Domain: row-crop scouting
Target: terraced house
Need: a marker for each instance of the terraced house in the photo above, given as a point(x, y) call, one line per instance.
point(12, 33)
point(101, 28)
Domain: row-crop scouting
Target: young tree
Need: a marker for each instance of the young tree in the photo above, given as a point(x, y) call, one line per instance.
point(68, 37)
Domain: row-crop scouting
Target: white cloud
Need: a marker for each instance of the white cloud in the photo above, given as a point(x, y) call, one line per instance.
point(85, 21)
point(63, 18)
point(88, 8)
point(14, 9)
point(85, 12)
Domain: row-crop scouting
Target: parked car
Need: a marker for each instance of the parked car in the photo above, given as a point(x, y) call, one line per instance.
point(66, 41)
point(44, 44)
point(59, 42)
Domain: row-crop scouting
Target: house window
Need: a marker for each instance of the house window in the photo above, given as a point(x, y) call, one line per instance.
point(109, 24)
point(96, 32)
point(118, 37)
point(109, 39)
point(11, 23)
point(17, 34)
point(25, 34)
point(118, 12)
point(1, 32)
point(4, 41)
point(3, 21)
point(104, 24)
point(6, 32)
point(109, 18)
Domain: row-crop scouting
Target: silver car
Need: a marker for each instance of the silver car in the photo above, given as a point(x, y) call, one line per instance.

--

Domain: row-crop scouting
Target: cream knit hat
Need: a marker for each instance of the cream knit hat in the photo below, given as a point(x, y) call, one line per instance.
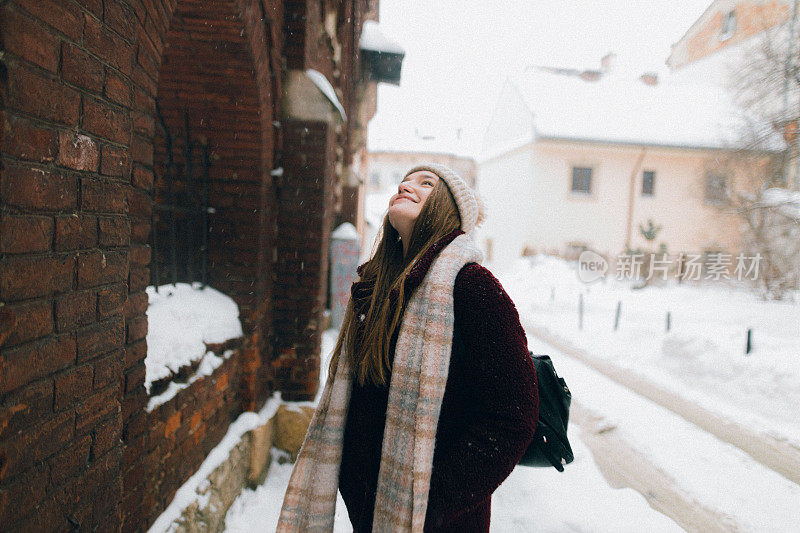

» Exercise prompt
Please find each line in the rows above that contains the word "cloud" and copy those lines out in full. Case counts, so only lines whose capitalization matches qualify.

» Result
Target: white cloud
Need: a marker for each instance of the white cloud in the photo above, given as a point(x, y) call, one line per instance.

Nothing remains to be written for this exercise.